WORK INSTRUCTIONS: Transcribe the data verbatim and drop its images.
##### ENTRIES SHOWN #####
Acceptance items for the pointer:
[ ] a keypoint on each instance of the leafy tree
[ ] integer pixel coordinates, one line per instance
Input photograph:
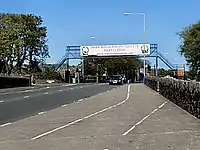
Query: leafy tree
(190, 48)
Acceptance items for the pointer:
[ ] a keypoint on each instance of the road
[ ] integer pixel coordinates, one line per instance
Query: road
(20, 104)
(129, 117)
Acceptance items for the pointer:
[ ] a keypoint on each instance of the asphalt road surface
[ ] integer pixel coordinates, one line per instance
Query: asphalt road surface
(129, 117)
(20, 104)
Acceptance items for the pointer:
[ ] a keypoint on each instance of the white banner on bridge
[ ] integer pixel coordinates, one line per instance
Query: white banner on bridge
(115, 50)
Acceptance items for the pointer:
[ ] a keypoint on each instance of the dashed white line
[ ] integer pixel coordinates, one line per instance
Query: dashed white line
(78, 120)
(143, 119)
(80, 100)
(64, 105)
(6, 124)
(40, 113)
(24, 91)
(26, 96)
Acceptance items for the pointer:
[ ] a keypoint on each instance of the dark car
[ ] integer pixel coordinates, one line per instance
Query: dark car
(116, 79)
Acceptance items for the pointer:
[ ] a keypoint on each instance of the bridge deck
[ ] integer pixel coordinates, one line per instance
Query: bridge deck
(125, 118)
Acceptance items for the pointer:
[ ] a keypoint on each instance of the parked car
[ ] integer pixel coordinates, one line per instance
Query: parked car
(116, 79)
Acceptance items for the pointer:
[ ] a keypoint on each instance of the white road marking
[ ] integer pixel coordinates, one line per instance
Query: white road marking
(6, 124)
(143, 119)
(64, 105)
(24, 91)
(26, 96)
(40, 113)
(78, 120)
(5, 93)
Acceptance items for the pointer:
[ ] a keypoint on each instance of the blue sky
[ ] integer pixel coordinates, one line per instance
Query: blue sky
(73, 22)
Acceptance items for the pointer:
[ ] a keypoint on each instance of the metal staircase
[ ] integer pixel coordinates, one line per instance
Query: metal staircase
(61, 62)
(165, 60)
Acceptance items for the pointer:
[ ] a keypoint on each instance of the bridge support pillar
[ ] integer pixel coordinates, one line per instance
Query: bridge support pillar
(157, 70)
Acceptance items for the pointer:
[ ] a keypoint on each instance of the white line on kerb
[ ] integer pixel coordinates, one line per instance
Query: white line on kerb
(64, 105)
(143, 119)
(80, 100)
(6, 124)
(40, 113)
(81, 119)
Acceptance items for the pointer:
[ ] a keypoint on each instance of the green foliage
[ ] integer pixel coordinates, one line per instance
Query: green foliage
(190, 47)
(23, 38)
(162, 72)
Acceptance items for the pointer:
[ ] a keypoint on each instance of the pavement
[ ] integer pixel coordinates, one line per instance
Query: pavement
(22, 104)
(128, 117)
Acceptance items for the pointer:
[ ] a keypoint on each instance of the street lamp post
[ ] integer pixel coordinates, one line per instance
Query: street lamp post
(144, 31)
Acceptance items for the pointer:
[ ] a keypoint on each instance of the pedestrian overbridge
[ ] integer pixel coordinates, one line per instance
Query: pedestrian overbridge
(74, 52)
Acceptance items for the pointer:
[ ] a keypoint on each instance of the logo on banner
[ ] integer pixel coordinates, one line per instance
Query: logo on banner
(144, 49)
(85, 50)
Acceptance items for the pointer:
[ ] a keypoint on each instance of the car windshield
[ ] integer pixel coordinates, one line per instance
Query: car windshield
(117, 77)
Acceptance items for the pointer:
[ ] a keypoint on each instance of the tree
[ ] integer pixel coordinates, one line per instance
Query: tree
#####
SOLUTION:
Acceptance items for the pointer:
[ ] a keypoint on each instance of the leafy tree
[ ] integer pixel coordinates, one line per instance
Input photograph:
Query: leafy tree
(190, 48)
Acceptance items for the pointer:
[ ] a keypoint on each instance of the road
[ ] integer pixel coordinates, one line per instance
Query: road
(20, 104)
(129, 117)
Acceptance items for the pointer:
[ ] a keypoint on each instance of the asphalt road surface
[ ] integer pixel coordinates, one line per instance
Query: asphalt road surface
(129, 117)
(20, 104)
Acceptance items for the pointer:
[ ] a keypoint on each instance of the white banner on bridge
[ ] integer pixel coordinates, one line per instance
Query: white banner on bridge
(115, 50)
Acceptance items for the pointer:
[ ] a keypoint on each instance of the dashed white line
[ ] integer pixel coordinates, one line per instance
Query: dashed white line
(78, 120)
(143, 119)
(80, 100)
(64, 105)
(6, 124)
(40, 113)
(24, 91)
(26, 96)
Acceptance items for the pointer:
[ ] a keypoint on each instance of the dark car
[ ] integer pixel coordinates, one line per instance
Query: dark car
(116, 79)
Acceptance items for the pointer:
[ ] a keypoint on each instance of the bridge deck
[ ] integer pixel coordinates, one line per instance
Query: bridge deck
(125, 118)
Acceptance items for the pointer:
[ ] a keypoint on each instance of the parked car
[ ] integer pixel coordinates, one line per instance
Query: parked car
(116, 79)
Acceptance items for the pointer:
[ ] a keypoint on each instance of the white road marking
[ ] integer pixel coordinates, one line per instance
Query: white road marking
(6, 124)
(143, 119)
(64, 105)
(24, 91)
(26, 96)
(40, 113)
(78, 120)
(5, 93)
Acceptance items for the pointer:
[ ] a keypoint on each instance of the blue sky
[ ] integer pixel coordinates, one line per instance
Query: blue sky
(73, 22)
Acceptance items for the pointer:
[ ] a keypoint on each instance of the metal staircase
[ ] integer pixel coordinates, one line per instance
Query: metal staircase
(61, 62)
(165, 60)
Acceptance items for the pointer:
[ ] a keypoint on each instance of the bridge support pillar
[ ] integer pixel coordinates, one line per instance
Query: bridge support pillar
(157, 70)
Acceptance items for the pointer:
[ ] a keypoint on each instance of the white line on kerb
[ ] integer pixel coordinates, one line per instance
Query: white line on kerb
(64, 105)
(143, 119)
(80, 100)
(6, 124)
(40, 113)
(81, 119)
Acceptance items for the pointer:
[ ] a keypoint on each instance of the green foliage
[ ] integer pixel coordinates, one line per instance
Query: green foliage
(190, 47)
(23, 38)
(162, 72)
Acceptance items for the pointer:
[ ] a keypoint on each instance of the pavement
[ ] integer pixel coordinates, one line per instance
Query: pavement
(22, 104)
(128, 117)
Acceptance items for the pointer:
[ ] a keypoint on each instance of the street lamp post
[ ] integer pixel coordinates, one line per instance
Query: street lamp post
(144, 31)
Acceptance items for the pointer:
[ ] a keypoint on each instance of the pedestrian overbridge
[ ] integer pixel coordinates, one line per instance
Query: pedestrian overbridge
(74, 52)
Acceptance items for the pointer:
[ ] a keypoint on each instance of the logo on banner
[ ] integer pixel coordinates, one line per instance
Query: logo on banner
(144, 49)
(85, 50)
Acceptance items for the pointer:
[ ] a keypoint on each instance of the car windshield
[ ] integer pixel coordinates, one line per instance
Query: car windshield
(117, 77)
Acceptance items for the pointer:
[ ] a keypoint on each instance of the tree
[ ] integer pixel coordinates, one line per instance
Query: tree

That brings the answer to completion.